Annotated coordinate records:
>> START
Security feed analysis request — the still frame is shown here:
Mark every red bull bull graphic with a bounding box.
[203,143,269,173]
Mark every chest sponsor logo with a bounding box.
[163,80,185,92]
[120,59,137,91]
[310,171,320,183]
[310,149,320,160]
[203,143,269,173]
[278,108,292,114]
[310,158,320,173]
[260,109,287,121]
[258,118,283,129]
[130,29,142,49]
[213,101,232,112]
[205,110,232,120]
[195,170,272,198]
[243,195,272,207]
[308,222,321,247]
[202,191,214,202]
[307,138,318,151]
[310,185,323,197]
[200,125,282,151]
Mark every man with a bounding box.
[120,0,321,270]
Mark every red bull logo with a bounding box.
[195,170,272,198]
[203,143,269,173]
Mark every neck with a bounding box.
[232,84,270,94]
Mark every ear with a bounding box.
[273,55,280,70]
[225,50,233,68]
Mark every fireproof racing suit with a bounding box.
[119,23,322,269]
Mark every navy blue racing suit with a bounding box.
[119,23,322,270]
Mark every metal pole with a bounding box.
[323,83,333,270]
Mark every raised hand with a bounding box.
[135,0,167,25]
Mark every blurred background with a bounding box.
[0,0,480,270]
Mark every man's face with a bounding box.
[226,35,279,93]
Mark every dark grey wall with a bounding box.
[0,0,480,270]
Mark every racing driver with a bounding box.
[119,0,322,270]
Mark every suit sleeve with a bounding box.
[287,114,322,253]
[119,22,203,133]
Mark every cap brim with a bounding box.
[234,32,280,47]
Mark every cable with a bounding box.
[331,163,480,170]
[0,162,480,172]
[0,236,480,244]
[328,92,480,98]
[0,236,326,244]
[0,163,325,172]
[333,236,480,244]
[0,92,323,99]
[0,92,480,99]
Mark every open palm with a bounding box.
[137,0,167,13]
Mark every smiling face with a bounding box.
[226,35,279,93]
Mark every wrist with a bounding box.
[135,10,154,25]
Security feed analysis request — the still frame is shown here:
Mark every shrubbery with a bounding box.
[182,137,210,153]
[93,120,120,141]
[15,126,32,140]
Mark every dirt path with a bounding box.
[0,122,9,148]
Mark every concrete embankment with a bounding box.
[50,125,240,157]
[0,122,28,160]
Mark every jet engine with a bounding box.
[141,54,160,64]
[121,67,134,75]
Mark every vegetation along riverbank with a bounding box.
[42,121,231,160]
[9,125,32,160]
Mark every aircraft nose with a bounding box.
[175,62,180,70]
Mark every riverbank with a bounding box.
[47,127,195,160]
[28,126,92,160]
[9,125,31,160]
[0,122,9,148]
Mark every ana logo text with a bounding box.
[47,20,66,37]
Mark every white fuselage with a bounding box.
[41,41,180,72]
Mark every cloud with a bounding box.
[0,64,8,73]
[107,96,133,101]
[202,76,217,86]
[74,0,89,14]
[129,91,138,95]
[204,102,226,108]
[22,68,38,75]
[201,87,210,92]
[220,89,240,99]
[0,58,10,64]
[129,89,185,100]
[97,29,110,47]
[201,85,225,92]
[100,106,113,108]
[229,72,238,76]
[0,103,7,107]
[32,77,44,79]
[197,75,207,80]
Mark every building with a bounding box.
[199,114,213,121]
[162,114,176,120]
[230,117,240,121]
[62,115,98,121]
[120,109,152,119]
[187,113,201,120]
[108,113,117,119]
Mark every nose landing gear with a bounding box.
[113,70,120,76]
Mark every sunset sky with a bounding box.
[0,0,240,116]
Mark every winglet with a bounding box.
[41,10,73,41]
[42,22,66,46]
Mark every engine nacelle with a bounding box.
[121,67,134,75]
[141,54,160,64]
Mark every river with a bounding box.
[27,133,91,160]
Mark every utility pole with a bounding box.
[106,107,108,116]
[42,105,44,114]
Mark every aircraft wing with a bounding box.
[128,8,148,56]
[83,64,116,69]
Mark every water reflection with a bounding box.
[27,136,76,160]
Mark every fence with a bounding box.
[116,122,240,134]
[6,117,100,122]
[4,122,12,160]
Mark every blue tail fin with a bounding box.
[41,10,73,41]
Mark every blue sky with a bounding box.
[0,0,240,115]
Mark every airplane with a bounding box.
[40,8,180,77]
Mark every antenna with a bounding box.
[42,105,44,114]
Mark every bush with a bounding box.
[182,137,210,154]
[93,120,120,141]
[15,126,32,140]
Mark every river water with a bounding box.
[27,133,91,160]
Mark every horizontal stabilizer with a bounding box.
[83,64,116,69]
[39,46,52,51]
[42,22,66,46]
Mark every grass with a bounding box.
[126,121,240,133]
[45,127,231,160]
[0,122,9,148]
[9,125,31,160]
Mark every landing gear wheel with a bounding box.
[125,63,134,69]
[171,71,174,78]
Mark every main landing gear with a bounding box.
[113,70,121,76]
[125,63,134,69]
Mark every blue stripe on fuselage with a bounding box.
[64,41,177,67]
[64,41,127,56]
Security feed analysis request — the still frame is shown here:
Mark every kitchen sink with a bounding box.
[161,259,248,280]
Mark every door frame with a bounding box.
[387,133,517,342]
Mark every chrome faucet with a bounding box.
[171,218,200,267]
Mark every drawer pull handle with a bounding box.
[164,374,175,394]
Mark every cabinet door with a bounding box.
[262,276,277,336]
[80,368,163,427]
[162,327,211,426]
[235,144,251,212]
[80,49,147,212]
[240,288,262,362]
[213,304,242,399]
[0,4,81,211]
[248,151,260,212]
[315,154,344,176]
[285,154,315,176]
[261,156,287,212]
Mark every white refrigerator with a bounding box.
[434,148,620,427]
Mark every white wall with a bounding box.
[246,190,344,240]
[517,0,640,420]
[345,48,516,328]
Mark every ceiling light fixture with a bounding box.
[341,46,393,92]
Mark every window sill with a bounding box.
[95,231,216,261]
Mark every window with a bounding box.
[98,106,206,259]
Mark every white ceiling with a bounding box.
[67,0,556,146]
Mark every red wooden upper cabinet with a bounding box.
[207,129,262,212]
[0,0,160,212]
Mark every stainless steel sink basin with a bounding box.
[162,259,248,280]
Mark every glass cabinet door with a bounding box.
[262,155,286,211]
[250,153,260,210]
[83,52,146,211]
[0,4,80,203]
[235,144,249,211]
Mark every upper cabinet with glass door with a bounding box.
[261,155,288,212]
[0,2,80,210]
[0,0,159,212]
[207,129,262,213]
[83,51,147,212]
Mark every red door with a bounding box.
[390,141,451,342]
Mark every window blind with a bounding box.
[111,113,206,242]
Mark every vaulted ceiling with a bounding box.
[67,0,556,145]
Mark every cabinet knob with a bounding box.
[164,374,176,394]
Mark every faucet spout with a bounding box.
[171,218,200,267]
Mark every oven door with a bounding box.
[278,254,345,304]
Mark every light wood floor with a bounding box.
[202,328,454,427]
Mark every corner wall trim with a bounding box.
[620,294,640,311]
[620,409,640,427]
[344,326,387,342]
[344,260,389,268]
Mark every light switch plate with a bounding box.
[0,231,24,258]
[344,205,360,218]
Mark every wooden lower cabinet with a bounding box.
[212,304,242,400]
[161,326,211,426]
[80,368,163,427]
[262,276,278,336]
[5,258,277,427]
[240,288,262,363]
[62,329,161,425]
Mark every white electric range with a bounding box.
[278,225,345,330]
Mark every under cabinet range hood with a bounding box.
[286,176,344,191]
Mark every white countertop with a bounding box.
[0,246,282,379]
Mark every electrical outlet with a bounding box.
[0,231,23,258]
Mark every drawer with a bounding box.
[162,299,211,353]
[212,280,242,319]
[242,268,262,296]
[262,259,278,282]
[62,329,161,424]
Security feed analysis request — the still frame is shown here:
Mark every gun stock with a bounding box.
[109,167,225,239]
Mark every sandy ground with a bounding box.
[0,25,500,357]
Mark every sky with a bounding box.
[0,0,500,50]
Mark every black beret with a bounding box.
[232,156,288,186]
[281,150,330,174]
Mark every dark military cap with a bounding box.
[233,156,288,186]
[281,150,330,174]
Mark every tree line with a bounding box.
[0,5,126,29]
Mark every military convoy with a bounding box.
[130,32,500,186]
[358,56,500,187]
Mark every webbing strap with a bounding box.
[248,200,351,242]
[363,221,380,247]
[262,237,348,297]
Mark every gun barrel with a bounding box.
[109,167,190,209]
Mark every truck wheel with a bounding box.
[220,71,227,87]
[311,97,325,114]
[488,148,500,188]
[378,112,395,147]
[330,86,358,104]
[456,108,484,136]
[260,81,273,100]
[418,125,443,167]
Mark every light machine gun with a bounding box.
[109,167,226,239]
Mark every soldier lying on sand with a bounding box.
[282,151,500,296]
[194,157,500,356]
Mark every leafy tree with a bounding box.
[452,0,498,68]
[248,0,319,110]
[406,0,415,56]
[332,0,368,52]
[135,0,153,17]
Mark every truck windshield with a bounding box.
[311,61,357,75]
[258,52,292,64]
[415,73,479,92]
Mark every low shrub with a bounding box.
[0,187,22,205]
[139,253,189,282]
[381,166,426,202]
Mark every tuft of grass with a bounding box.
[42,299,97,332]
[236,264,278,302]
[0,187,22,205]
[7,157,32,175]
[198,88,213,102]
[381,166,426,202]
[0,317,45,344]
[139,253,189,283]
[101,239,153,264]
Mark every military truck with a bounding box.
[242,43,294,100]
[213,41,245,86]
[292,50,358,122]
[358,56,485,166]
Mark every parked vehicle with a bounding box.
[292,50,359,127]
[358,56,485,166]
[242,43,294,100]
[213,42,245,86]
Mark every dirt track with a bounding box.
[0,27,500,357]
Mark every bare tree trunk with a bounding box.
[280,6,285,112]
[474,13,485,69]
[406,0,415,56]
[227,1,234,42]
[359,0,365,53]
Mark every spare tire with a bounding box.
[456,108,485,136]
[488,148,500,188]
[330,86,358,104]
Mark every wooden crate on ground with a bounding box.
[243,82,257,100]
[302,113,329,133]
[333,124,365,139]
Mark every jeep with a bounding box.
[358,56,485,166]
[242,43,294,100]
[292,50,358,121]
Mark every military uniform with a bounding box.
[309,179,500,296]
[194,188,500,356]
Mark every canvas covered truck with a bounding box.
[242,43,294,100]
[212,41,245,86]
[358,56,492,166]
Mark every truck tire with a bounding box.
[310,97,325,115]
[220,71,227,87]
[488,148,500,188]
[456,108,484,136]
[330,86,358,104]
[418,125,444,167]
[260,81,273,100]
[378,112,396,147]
>> END
Please add 55 to every coordinate in the answers, starting at the beginning of the material and ending at the line containing "[120,0,321,270]". Copy every line in that span, leaving all other lines unchanged.

Security feed analysis request — the still frame is shown here:
Mark every red bull bull graphic with a bounding box.
[258,198,324,228]
Mark every chest sponsor logo with a bounding box.
[218,135,240,147]
[175,114,192,146]
[365,226,375,238]
[365,204,375,215]
[258,198,324,228]
[333,163,347,169]
[365,213,375,228]
[315,164,342,176]
[313,173,338,184]
[185,84,197,104]
[268,156,287,167]
[260,165,287,175]
[250,225,327,253]
[298,250,327,262]
[363,277,376,302]
[257,246,269,257]
[362,193,373,206]
[365,240,378,252]
[255,180,337,206]
Mark every man with a bounding box.
[175,55,376,325]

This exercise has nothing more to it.